Stored data
>>
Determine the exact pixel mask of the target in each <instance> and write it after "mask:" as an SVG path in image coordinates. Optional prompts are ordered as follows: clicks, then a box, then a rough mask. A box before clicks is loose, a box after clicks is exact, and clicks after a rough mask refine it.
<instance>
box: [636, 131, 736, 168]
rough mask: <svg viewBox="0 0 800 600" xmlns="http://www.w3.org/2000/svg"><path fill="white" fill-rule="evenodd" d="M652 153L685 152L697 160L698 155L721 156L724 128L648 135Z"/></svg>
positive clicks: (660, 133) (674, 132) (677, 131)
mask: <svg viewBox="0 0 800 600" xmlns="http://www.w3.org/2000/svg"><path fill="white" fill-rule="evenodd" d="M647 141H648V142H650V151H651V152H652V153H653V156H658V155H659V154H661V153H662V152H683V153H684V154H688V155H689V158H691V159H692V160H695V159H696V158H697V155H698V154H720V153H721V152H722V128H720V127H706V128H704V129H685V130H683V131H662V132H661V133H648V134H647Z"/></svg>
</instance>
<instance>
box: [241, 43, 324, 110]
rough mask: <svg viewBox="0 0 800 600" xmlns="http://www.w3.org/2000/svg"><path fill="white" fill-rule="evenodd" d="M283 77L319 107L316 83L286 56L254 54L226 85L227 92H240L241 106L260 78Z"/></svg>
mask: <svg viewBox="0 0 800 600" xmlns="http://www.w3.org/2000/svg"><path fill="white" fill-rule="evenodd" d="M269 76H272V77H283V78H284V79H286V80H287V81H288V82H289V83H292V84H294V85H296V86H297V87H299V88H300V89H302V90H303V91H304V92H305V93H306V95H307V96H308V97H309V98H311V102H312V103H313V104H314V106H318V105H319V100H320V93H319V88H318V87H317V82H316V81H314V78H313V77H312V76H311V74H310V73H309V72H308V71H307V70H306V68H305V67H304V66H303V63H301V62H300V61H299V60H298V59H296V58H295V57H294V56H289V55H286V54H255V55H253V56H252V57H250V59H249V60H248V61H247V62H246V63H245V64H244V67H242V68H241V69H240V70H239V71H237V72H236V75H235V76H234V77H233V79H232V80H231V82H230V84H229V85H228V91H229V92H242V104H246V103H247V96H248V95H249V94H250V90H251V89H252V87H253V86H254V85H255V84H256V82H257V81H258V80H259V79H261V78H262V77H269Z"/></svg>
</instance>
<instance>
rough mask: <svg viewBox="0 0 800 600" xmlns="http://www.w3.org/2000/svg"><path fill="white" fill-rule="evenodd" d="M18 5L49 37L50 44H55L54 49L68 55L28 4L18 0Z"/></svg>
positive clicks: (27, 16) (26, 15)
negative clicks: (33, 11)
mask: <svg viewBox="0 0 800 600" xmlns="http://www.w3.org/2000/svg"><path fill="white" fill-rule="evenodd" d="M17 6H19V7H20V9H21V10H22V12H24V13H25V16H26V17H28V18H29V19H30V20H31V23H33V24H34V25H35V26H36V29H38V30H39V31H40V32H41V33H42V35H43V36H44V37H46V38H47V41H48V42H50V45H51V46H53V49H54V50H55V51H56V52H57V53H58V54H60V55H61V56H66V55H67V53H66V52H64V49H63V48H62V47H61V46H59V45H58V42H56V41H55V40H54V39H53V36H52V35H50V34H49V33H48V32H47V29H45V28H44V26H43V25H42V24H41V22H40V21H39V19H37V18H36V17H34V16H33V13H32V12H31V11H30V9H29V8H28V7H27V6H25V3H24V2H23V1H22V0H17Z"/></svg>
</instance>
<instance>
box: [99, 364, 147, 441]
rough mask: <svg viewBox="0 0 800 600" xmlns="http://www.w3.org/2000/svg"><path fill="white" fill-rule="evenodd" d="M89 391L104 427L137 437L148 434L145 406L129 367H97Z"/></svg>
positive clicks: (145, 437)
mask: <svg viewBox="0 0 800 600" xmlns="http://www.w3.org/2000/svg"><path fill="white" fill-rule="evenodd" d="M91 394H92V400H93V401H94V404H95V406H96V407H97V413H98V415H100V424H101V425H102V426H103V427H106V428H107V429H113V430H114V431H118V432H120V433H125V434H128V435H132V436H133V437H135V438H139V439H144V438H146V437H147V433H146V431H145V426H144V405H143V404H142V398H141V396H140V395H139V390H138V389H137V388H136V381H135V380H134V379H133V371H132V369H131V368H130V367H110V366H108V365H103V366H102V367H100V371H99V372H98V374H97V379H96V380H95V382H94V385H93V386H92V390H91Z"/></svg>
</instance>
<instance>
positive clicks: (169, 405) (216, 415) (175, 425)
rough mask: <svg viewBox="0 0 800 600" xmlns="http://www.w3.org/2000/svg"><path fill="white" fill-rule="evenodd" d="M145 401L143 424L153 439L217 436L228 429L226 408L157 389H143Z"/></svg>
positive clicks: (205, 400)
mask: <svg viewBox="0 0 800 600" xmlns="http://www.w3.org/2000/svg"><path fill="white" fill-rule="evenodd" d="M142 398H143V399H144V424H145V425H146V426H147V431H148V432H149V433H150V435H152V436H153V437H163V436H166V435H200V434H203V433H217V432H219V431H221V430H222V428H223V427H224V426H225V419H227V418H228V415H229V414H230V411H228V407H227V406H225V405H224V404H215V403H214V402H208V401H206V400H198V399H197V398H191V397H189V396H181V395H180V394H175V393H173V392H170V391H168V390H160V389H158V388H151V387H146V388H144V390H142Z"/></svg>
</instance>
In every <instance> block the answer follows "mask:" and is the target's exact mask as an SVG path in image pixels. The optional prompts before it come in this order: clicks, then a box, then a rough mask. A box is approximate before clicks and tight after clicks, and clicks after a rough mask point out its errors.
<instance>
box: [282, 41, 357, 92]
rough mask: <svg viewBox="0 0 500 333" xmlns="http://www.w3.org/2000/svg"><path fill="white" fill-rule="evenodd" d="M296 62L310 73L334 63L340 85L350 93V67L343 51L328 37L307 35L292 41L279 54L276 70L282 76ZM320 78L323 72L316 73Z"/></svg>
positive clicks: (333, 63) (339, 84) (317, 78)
<<
Write the entries out once more, exactly, without dropping a line.

# OUTPUT FOR THIS TASK
Determine the exact pixel mask of the target in each <instance> and write it after "mask:" as an SVG path in image coordinates. Optional prompts are ordered as follows: clicks, then a box, then a rough mask. A box before clicks is loose, a box after clicks is exact, and clicks after a rough mask refine it.
<instance>
box: [636, 131, 736, 168]
rough mask: <svg viewBox="0 0 800 600" xmlns="http://www.w3.org/2000/svg"><path fill="white" fill-rule="evenodd" d="M652 153L685 152L697 160L698 155L721 156L724 128L648 135Z"/></svg>
positive clicks: (660, 133) (674, 132) (677, 131)
mask: <svg viewBox="0 0 800 600" xmlns="http://www.w3.org/2000/svg"><path fill="white" fill-rule="evenodd" d="M647 141H648V142H650V151H651V152H652V153H653V156H658V155H659V154H661V153H662V152H683V153H684V154H688V155H689V158H691V159H692V160H695V159H696V158H697V155H698V154H720V153H721V152H722V128H720V127H706V128H704V129H685V130H683V131H662V132H661V133H648V134H647Z"/></svg>
</instance>
<instance>
box: [241, 43, 324, 110]
rough mask: <svg viewBox="0 0 800 600" xmlns="http://www.w3.org/2000/svg"><path fill="white" fill-rule="evenodd" d="M283 77L319 107L316 83L286 56L254 54L226 85L227 92H240L241 106L260 78Z"/></svg>
mask: <svg viewBox="0 0 800 600" xmlns="http://www.w3.org/2000/svg"><path fill="white" fill-rule="evenodd" d="M269 76H272V77H283V78H284V79H286V80H287V81H288V82H289V83H292V84H294V85H296V86H297V87H299V88H300V89H302V90H303V91H304V92H305V93H306V95H307V96H308V97H309V98H311V102H312V103H313V104H314V106H318V105H319V100H320V93H319V88H318V87H317V82H316V81H314V78H313V77H312V76H311V74H310V73H309V72H308V71H307V70H306V68H305V67H304V66H303V63H301V62H300V61H299V60H298V59H296V58H295V57H294V56H289V55H286V54H255V55H253V56H252V57H250V59H249V60H248V61H247V62H246V63H245V64H244V67H242V68H241V69H240V70H239V71H237V72H236V75H235V76H234V77H233V79H232V80H231V82H230V84H229V85H228V91H229V92H242V104H246V103H247V96H248V95H249V94H250V90H251V89H252V87H253V86H254V85H255V84H256V82H257V81H258V80H259V79H261V78H262V77H269Z"/></svg>
</instance>
<instance>
rough mask: <svg viewBox="0 0 800 600" xmlns="http://www.w3.org/2000/svg"><path fill="white" fill-rule="evenodd" d="M18 5L49 37L50 44H55L54 49L68 55L28 4L18 0Z"/></svg>
positive clicks: (27, 16) (26, 15)
negative clicks: (33, 11)
mask: <svg viewBox="0 0 800 600" xmlns="http://www.w3.org/2000/svg"><path fill="white" fill-rule="evenodd" d="M17 6H19V7H20V9H21V10H22V12H24V13H25V16H26V17H28V18H29V19H30V20H31V23H33V24H34V25H35V26H36V29H38V30H39V31H40V32H41V33H42V35H43V36H44V37H46V38H47V41H48V42H50V45H51V46H53V49H54V50H55V51H56V52H57V53H58V54H60V55H61V56H66V55H67V53H66V52H64V49H63V48H62V47H61V46H59V45H58V42H56V41H55V40H54V39H53V36H52V35H50V34H49V33H48V32H47V29H45V28H44V26H43V25H42V24H41V22H40V21H39V19H37V18H36V17H34V16H33V13H32V12H31V11H30V9H29V8H28V7H27V6H25V3H24V2H23V1H22V0H17Z"/></svg>
</instance>
<instance>
box: [99, 364, 147, 441]
rough mask: <svg viewBox="0 0 800 600" xmlns="http://www.w3.org/2000/svg"><path fill="white" fill-rule="evenodd" d="M89 391L104 427L137 437L148 434L145 406L129 367H97Z"/></svg>
positive clicks: (145, 437)
mask: <svg viewBox="0 0 800 600" xmlns="http://www.w3.org/2000/svg"><path fill="white" fill-rule="evenodd" d="M91 394H92V400H93V401H94V404H95V406H96V407H97V413H98V415H100V424H101V425H102V426H103V427H106V428H107V429H113V430H114V431H118V432H120V433H125V434H128V435H132V436H133V437H135V438H139V439H144V438H146V437H147V433H146V431H145V426H144V405H143V404H142V398H141V396H140V395H139V390H138V389H137V388H136V381H135V380H134V379H133V371H132V369H131V368H130V367H110V366H108V365H103V366H102V367H100V371H99V372H98V374H97V379H96V380H95V382H94V385H93V386H92V390H91Z"/></svg>
</instance>
<instance>
positive clicks: (169, 405) (216, 415) (175, 425)
rough mask: <svg viewBox="0 0 800 600" xmlns="http://www.w3.org/2000/svg"><path fill="white" fill-rule="evenodd" d="M145 401L143 424L153 439L217 436L228 429L226 408L157 389H143Z"/></svg>
positive clicks: (205, 400)
mask: <svg viewBox="0 0 800 600" xmlns="http://www.w3.org/2000/svg"><path fill="white" fill-rule="evenodd" d="M142 398H143V399H144V424H145V425H146V426H147V431H148V432H149V433H150V435H152V436H153V437H163V436H166V435H200V434H203V433H217V432H219V431H221V430H222V428H223V427H224V426H225V419H227V418H228V415H229V414H230V411H228V407H227V406H225V405H224V404H215V403H214V402H208V401H206V400H198V399H197V398H191V397H189V396H181V395H180V394H175V393H173V392H170V391H168V390H160V389H158V388H151V387H146V388H144V390H142Z"/></svg>
</instance>
In every <instance> block the answer follows "mask:" and is the target's exact mask as an SVG path in image pixels. The optional prompts before it come in this order: clicks, then a box, then a rough mask. A box is approximate before clicks and tight after clicks, and clicks after a rough mask point out its errors.
<instance>
box: [282, 41, 357, 92]
rough mask: <svg viewBox="0 0 500 333" xmlns="http://www.w3.org/2000/svg"><path fill="white" fill-rule="evenodd" d="M296 62L310 73L334 63L340 85L350 93V67L343 51L328 37L307 35L292 41L279 54L276 70L282 76ZM320 78L323 72L316 73Z"/></svg>
positive clicks: (333, 63) (339, 84) (317, 78)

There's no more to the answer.